----- SOURCE PASSAGE -----
How to merge two or three 3D arrays in python?

5.6k views Asked by At

I have time series data in hdf format. I use the code below to read the data from the hdf files. Now I tried to join data on the basis of latitude and longitude for those data having same jdn (julian day number). Data with same julian day number represent the continuous spatial data

import glob
import numpy as np
import os
from pyhdf.SD import SD,SDC


files = glob.glob('MOD04*')
files.sort()
for f in files:
    product = f[0:5]+ '-Atmospheric Product'
    year = f[10:14]
    jdn = f[14:17] # julian day number

    # Read dataset.
    hdf = SD(f, SDC.READ)
    data3D = hdf.select('Deep_Blue_Aerosol_Optical_Depth_550_Land')
    data = data3D[:,:].astype(np.double)

    # Read geolocation dataset 
    lat = hdf.select('Latitude')
    latitude = lat[:,:]
    lon = hdf.select('Longitude')
    longitude = lon[:,:]

my data are attached in this link: https://drive.google.com/folderview?id=0B2rkXkOkG7ExX2lTTWEySU1fOWc&usp=sharing

2

There are 2 answers

5
Heather QC On BEST ANSWER

Numpy's hstack, vstack, or dstack (depending on the axis you'd like to join the arrays) will join multidimensional arrays.

Note that for MODIS aerosol data specifically, using hstack to join the arrays will occasionally throw an error because sometimes the arrays are 203 x 135 and sometimes 204 x 135 so the horizontal dimension won't always match

Building on your code (not pretty, but functional):

import glob
import numpy as np
import os
from pyhdf.SD import SD,SDC


files = glob.glob('MOD04*')
files.sort()
-----
GIVEN REQUEST A
In the forum thread, what two array sizes does MODIS aerosol data sometimes have?
----- INFORMATION GIVEN -----
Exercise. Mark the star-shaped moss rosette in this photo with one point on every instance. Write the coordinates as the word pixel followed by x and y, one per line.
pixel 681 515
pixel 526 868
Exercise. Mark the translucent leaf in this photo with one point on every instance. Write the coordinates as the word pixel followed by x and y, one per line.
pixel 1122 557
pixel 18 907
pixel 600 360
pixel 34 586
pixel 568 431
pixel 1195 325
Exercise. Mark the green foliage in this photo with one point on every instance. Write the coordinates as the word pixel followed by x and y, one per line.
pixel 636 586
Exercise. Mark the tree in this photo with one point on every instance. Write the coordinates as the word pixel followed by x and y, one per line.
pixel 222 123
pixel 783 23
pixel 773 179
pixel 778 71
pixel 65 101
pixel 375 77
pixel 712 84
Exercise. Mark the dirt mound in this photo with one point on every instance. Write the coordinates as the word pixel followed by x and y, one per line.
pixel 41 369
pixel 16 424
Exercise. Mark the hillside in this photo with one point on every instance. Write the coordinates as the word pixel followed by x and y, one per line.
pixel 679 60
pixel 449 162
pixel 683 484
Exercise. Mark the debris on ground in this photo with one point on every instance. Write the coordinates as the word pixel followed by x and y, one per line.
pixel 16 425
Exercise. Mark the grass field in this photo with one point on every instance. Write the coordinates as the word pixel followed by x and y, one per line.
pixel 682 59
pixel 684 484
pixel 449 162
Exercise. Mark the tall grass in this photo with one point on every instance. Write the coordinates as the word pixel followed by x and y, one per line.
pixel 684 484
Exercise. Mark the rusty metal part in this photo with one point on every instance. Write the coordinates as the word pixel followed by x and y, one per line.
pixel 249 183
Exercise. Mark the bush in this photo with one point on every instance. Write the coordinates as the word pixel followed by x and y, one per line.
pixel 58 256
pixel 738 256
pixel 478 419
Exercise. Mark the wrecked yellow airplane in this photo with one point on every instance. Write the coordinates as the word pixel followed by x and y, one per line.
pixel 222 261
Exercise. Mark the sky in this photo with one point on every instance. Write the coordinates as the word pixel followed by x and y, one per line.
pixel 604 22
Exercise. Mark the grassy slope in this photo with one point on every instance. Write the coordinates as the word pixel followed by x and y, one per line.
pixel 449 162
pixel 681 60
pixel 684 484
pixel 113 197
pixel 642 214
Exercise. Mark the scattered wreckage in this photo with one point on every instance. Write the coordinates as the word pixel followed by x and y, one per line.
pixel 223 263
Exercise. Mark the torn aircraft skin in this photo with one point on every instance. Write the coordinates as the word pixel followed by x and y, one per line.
-----
GIVEN REQUEST B
Copy the rows exactly, from the first row through the row that contains "pixel 249 183", with both ends included.

EXPECTED OUTPUT A
203 x 135 and 204 x 135

EXPECTED OUTPUT B
Exercise. Mark the star-shaped moss rosette in this photo with one point on every instance. Write the coordinates as the word pixel followed by x and y, one per line.
pixel 681 515
pixel 526 868
Exercise. Mark the translucent leaf in this photo with one point on every instance. Write the coordinates as the word pixel followed by x and y, one per line.
pixel 1122 557
pixel 18 907
pixel 600 360
pixel 34 586
pixel 568 431
pixel 1195 325
Exercise. Mark the green foliage in this photo with one point on every instance. Write the coordinates as the word pixel followed by x and y, one per line.
pixel 636 586
Exercise. Mark the tree in this photo with one point on every instance. Write the coordinates as the word pixel followed by x and y, one per line.
pixel 222 123
pixel 783 23
pixel 773 179
pixel 778 71
pixel 65 101
pixel 375 77
pixel 712 84
Exercise. Mark the dirt mound in this photo with one point on every instance. Write the coordinates as the word pixel followed by x and y, one per line.
pixel 41 369
pixel 16 424
Exercise. Mark the hillside in this photo with one point on every instance. Write the coordinates as the word pixel followed by x and y, one per line.
pixel 679 60
pixel 449 162
pixel 683 484
Exercise. Mark the debris on ground in this photo with one point on every instance. Write the coordinates as the word pixel followed by x and y, one per line.
pixel 16 425
Exercise. Mark the grass field in this photo with one point on every instance. Write the coordinates as the word pixel followed by x and y, one per line.
pixel 682 59
pixel 684 484
pixel 449 162
Exercise. Mark the tall grass in this photo with one point on every instance. Write the coordinates as the word pixel followed by x and y, one per line.
pixel 684 484
Exercise. Mark the rusty metal part in this photo with one point on every instance. Write the coordinates as the word pixel followed by x and y, one per line.
pixel 249 183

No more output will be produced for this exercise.